:: Belge

Uzay gücü ülkelerin yanında, küp uydular ile başlayan küçük ve kısıtlı yetenekte uydu sistemleri, uzay çalışmalarını bugün az gelişmiş ya da gelişmekte olan ülkelerin de yapmasına olanak sağlamaktadır. Otomotiv sektörü ve kullanıcı elektroniğindeki gelişmeler küçük ve ekonomik güvenilir uzay sistemleri yapmayı kolaylaştırmaktadır. Bir metre hassasiyetinde yer çözünürlüğü elde etmek için yüzlerce kiloluk büyük uydular yapmak gerekmiyor artık. Devletler yanında ticari kurumların özellikle KOBİ’lerin uzay çalışmaları dünyanın her yerinde gittikçe artıyor. Yakında bireyler uzay çalışmalarının ortakları olacak. Ay'a bir uzay aracı göndermek üzere vatandaştan katkı payı almak üzere bir girişim İngiltere’de başlatılmış durumdadır.
Türkiye uzay çalışmalarında nerede?
Ülkemizde uzay teknolojileri çalışmaları resmen 1990’lı yılların başında gündeme alınmış, 2005’ten bu yana büyük ivme kazanmıştır. Süreç, haberleşme uyduları satın alma ve işletme faaliyetleri ile başlamıştır. Birçok kamu ve özel kurumun katılımı ile yapılan kapsamlı çalışmalar sonucu 2005 yılında bir uzay programı ve bütçesi Bilim Teknoloji Yüksek Kurulu tarafından açıklanmış, bu doğrultuda proje çalışmaları ve harcamalar başlamıştır. Belirli bir araştırma-geliştirme (AR-GE) bütçesinin olması farklı büyüklüklerde millî ticari kurumları da uzay alanında iş yapmaya yöneltmiştir. Türkiye bugün başlıca yer gözlem ve haberleşme uyduları geliştirmeye odaklanmıştır. Millî RASAT ve GÖKTÜRK II gözlem uyduları bu programın bir parçası olarak geliştirilmiştir. Eş zamanlı olarak İstanbul Teknik Üniversitesi tarafından geliştirilen düşük maliyetli iki küp uydu da yörüngede yerini almıştır. Bu yıl içerisinde haberleşme uydularının milli olarak tasarlanması, bölgesel konum ve zamanlama uydularının geliştirilmesi faaliyetlerine de başlanmıştır. Eş zamanlı olarak uzaya erişim yeteneği kazanılması da hedeflenmektedir.
Geçen on yılda önemli bir ivme yakalansa da mevcut durum ve yıllık harcama düzeyi, ülkemizi uzay alanında ciddi bir güç hâline getirmekten uzaktır. Euroconsult 2014 verilerine göre Türkiye’nin 2013 yılı sivil uzay programı harcamaları 67 milyon dolardır (150 Milyon TL). Örnek teşkil edebilecek ülkelerden Brezilya’nın yıllık sivil uzay harcamaları 505 milyon dolar, Güney Kore’nin 303 milyon dolar ve Meksika’nın ise 190 milyon dolardır. Dünyada ilk 10 içerisindeki ülkelerin yıllık uzay bütçeleri 500 milyon dolar ve üzerindedir.

::::

_Yapılacak İşler:_
**a.** Uzay çalışmaları metnine göre Türkiye'nin 2013 yılındaki sivil uzay programı harcamaları ne kadardır?
**b.** Uzay çalışmaları metninde sivil uzay harcaması dolar cinsinden verilen bütün ülkeleri sıralayınız.
**c.** Uzay çalışmaları metnini son cümlesinden sonra kaldığı yerden alıp bir paragrafla sürdürünüz.

:: Veri Bölümü

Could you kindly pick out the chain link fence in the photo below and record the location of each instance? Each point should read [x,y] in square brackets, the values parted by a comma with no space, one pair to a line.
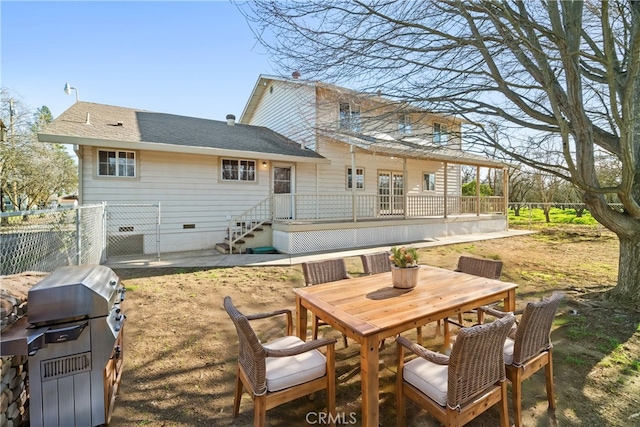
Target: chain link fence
[47,239]
[133,229]
[44,240]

::::

_Görev Yanıtları:_
**a.** 67 milyon dolar (150 milyon TL).

**b.** Türkiye, Brezilya, Güney Kore, Meksika

**c.**
Elbette, ayrılan yıllık bütçenin miktarı yanında nasıl ve ne için kullanıldığı da önemlidir. Özellikle uzay çalışmalarını bir elden koordine edecek bir yapının, "Türk Uzay Ajansı"nın henüz kurulmamış olması ülkemizde çalışmaların verimliliğini engellemektedir. Türkiye'de hâlihazırda uzay alanında çalışan kişi sayısı 500 kadardır. Bu nedenle, uzay çalışmalarının halk geneline yayılması, toplumda buluşçuluğun, bilgi ve teknoloji geliştirmenin bireyler bazında teşvikinin sağlanması çok önemlidir. Bu çalışmaları destekleyecek test ve değerlendirme alt yapısının kurulumu da hayatidir. Uzay çalışmalarının olmazsa olmazı, nitelikli uluslararası işbirliği içerisinde olmanın önemli bir öğesi ülke olarak uzay çalışmalarında belli bir yere ulaşmış, bilgi üretir hâle gelmiş olmaktır. Türkiye ancak bu şekilde yüksek teknoloji ve uzay alanında bir güç hâline gelebilecektir.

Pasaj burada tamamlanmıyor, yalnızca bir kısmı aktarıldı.